## WHAT IS EXPECTED
Display every line in the records below that contains the string "window". Case must match.

## ENTRIES
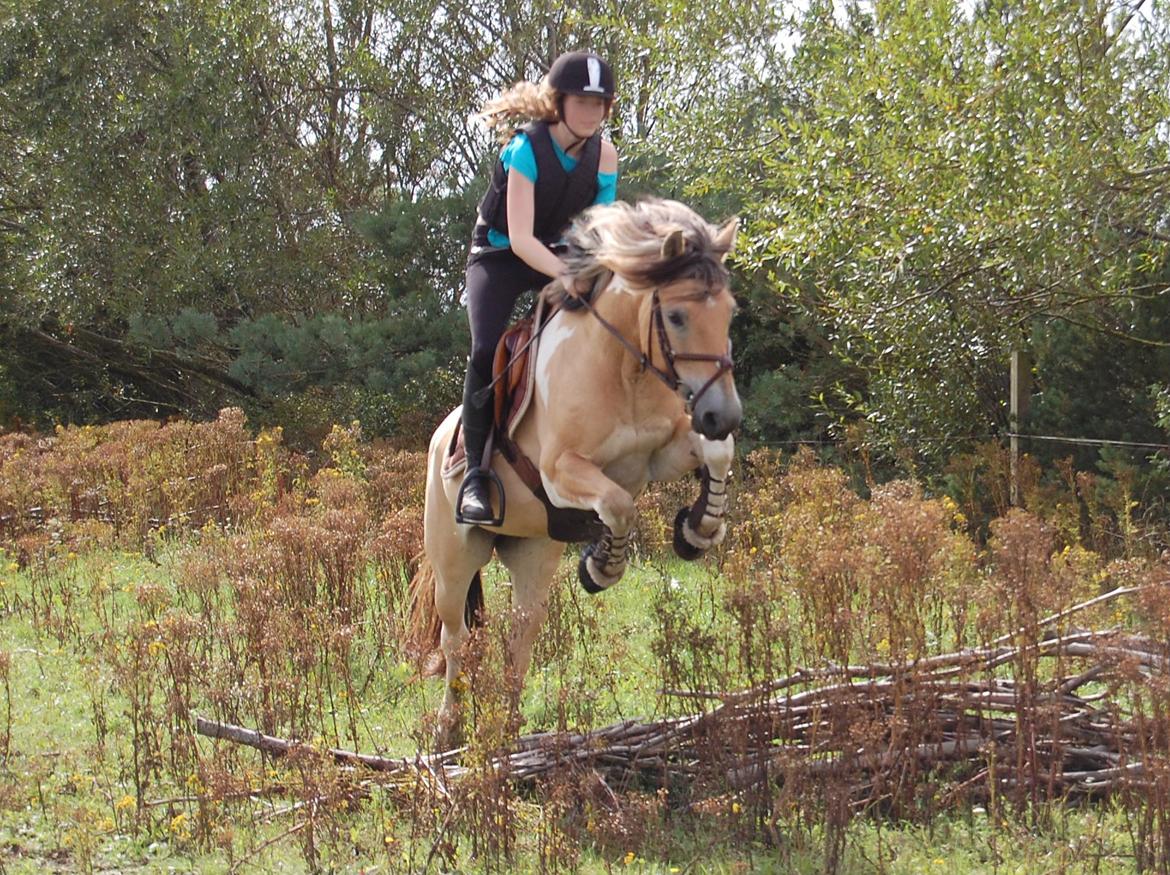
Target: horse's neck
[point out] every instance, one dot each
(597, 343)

==

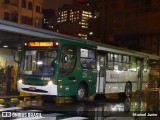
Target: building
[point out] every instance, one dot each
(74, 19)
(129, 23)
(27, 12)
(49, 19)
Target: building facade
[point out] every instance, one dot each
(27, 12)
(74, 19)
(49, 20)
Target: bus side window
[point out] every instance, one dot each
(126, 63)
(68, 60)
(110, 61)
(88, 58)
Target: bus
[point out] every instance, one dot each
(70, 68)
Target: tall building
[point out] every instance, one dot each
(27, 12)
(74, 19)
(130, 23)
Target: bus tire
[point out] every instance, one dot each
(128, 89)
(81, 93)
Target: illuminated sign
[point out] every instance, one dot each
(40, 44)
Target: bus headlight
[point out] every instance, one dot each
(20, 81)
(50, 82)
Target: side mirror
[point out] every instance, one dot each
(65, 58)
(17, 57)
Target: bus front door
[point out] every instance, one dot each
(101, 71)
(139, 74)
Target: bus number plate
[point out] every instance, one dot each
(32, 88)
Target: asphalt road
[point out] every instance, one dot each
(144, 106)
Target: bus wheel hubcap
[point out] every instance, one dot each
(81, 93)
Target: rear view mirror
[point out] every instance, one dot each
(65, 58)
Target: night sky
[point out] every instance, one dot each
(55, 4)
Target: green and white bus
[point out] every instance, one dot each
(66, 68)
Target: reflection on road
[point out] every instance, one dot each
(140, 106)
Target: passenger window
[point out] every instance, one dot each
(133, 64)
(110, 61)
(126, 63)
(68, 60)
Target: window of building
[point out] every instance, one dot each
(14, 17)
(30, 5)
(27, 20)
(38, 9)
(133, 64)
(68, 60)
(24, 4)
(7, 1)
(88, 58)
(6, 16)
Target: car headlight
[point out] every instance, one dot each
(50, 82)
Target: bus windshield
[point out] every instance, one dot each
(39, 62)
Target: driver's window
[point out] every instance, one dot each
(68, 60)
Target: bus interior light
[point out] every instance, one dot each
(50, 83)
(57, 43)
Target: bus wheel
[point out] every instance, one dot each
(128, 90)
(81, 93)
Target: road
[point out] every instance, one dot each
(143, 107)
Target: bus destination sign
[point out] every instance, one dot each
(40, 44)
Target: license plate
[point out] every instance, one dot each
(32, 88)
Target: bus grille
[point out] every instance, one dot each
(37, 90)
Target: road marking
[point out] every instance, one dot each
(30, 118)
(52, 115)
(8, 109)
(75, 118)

## ANSWER BELOW
Target: bus side window
Target: passenger window
Target: window of building
Target: driver's window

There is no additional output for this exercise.